[Saved data entries]
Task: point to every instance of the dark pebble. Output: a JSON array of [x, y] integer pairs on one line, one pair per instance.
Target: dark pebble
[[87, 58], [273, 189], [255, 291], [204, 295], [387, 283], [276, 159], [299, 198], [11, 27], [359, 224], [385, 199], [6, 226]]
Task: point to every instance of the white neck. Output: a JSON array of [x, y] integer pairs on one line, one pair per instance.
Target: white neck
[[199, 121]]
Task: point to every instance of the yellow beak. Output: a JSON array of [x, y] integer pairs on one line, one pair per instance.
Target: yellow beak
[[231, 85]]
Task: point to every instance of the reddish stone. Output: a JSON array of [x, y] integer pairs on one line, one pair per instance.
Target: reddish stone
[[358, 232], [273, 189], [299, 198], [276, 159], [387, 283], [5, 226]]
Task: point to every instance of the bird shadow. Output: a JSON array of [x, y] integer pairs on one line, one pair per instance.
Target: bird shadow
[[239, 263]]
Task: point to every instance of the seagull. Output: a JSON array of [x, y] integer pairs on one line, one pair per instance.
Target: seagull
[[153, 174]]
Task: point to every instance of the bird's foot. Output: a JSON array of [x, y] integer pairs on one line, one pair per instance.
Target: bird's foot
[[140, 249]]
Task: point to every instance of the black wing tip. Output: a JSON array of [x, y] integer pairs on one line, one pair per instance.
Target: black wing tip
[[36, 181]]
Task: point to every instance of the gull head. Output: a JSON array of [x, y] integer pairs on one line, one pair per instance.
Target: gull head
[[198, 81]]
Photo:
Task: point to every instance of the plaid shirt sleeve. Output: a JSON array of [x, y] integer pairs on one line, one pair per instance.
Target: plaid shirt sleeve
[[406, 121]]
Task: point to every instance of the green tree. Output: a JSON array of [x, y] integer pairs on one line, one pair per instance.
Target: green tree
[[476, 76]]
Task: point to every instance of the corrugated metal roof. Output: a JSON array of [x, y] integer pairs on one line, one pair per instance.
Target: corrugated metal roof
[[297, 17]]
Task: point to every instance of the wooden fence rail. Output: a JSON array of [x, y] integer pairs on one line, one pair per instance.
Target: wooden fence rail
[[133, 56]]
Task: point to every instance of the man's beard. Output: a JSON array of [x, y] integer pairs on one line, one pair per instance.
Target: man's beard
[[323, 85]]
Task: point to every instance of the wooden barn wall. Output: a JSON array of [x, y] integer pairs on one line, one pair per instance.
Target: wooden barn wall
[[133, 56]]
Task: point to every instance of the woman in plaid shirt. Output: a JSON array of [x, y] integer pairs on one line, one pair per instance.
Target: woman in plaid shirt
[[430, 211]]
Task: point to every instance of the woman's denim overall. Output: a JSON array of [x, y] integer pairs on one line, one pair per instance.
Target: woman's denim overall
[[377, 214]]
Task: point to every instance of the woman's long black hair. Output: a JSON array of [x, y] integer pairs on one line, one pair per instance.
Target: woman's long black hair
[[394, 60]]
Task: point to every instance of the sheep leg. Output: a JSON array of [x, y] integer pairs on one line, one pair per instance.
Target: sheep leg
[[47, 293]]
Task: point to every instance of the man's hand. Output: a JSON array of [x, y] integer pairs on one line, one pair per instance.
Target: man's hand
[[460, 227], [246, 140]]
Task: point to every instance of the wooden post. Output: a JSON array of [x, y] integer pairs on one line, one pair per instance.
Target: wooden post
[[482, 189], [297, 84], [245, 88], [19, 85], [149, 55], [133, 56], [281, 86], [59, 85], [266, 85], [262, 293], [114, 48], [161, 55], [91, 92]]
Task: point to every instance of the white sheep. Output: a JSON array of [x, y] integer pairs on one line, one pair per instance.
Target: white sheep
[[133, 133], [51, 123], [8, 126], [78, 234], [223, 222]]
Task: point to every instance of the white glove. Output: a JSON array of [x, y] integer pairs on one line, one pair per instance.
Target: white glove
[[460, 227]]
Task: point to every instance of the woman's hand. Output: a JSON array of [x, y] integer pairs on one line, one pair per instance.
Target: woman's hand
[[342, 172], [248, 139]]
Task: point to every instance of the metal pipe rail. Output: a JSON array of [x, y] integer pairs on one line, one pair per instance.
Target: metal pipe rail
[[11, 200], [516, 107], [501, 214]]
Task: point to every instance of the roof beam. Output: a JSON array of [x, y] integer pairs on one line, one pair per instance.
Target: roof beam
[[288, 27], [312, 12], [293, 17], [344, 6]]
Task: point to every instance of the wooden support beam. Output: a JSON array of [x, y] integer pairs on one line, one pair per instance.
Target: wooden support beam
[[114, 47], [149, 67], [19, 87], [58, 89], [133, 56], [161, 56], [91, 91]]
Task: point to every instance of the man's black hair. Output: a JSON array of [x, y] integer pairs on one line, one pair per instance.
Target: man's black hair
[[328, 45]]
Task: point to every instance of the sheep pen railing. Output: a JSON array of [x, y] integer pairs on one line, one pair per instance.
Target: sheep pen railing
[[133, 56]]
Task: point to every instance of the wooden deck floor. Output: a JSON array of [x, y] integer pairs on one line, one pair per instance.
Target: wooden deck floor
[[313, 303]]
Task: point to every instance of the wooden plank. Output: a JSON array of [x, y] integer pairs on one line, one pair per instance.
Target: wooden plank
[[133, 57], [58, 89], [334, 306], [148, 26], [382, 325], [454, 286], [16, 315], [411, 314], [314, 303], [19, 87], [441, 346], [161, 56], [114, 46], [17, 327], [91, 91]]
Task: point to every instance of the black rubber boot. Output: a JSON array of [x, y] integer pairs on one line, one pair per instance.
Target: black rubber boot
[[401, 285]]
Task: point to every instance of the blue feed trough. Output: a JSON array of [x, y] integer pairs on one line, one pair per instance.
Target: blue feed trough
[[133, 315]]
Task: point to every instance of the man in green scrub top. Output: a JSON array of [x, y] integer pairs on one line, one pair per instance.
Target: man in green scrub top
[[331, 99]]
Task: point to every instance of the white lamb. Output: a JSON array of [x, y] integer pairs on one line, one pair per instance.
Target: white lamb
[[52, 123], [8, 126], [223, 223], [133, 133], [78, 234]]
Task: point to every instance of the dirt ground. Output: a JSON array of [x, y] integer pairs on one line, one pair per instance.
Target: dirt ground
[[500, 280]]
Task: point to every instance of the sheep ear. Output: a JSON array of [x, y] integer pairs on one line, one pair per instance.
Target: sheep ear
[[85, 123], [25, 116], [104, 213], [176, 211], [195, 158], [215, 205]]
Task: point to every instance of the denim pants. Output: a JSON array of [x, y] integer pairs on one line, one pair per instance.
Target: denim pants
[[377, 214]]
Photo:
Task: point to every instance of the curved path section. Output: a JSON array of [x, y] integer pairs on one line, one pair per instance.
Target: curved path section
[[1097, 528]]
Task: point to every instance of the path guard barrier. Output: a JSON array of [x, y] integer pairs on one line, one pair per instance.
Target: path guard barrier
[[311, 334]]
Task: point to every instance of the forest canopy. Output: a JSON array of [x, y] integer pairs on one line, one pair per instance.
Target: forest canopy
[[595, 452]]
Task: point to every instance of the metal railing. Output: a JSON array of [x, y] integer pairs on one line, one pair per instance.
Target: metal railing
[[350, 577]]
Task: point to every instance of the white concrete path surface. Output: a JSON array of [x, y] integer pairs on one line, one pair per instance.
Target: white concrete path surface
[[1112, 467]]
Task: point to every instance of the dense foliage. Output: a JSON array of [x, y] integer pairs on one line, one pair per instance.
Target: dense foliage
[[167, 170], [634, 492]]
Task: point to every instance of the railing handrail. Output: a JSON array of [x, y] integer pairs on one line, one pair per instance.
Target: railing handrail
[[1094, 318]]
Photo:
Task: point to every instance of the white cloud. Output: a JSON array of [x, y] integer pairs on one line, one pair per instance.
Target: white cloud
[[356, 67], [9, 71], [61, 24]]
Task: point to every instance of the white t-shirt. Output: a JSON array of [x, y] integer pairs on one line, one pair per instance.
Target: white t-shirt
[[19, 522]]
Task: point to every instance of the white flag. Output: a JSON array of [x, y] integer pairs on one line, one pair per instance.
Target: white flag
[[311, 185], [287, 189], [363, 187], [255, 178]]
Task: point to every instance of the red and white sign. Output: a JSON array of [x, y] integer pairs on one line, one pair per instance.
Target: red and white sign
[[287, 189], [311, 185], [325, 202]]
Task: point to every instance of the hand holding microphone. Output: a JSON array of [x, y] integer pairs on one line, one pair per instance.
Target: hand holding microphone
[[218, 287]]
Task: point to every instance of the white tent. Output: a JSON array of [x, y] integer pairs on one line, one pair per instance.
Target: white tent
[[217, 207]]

**PROBLEM REQUIREMENTS**
Convert every line from the one containing "Task: point to every instance of the woman's long" down to the one containing "[[288, 27], [312, 12], [293, 17], [344, 6]]" into a Markdown table with columns named Row and Record line. Number each row and leave out blank lines.

**THE ANSWER**
| Row | Record line |
|---|---|
| 1 | Task: point to every instance of the woman's long black hair. Output: a JSON array of [x, y] integer pairs on one line, one pair per instance. |
| 2 | Target: woman's long black hair |
| 3 | [[394, 60]] |
| 4 | Task: point to every instance of the sheep leg. Output: a JSON array of [x, y] integer pairs on one line, one pair per instance. |
| 5 | Target: sheep leg |
| 6 | [[47, 293]] |
| 7 | Task: point to every instance of the man's hand. Output: a JSON array of [x, y] integer pairs on one line, one pair per instance. |
| 8 | Target: man's hand |
| 9 | [[460, 227], [246, 140]] |
| 10 | Task: point to every instance of the wooden post. Output: a JSON array of [x, y] integer pairs on one line, one pair per instance. |
| 11 | Target: wooden post |
| 12 | [[482, 189], [297, 84], [245, 88], [19, 85], [149, 55], [133, 56], [281, 86], [59, 85], [266, 85], [262, 293], [114, 48], [161, 55], [91, 92]] |
| 13 | Task: point to every instance of the white sheep. Output: a JSON array of [x, y] integer pairs on one line, one pair per instance. |
| 14 | Target: white sheep |
| 15 | [[133, 133], [51, 123], [8, 126], [78, 234], [223, 222]] |
| 16 | Task: point to every instance of the white glove. Output: a JSON array of [x, y] integer pairs on one line, one pair per instance. |
| 17 | Target: white glove |
| 18 | [[460, 227]] |
| 19 | Task: point to every instance of the woman's hand. Output: a JSON array of [x, y] integer pairs on one line, one pair per instance. |
| 20 | Target: woman's hand |
| 21 | [[342, 172], [248, 139]] |
| 22 | Task: point to every instance of the metal pipe rail. Output: a JSON array of [x, y] integer pairs on one line, one pair per instance. |
| 23 | Target: metal pipe rail |
| 24 | [[11, 200], [516, 107], [501, 214]] |
| 25 | Task: point to every instance of the roof beam. Output: a JSON array of [x, y] integer pairs on one line, one pair per instance. |
| 26 | Target: roof beam |
| 27 | [[288, 27], [312, 12], [293, 17], [344, 6]] |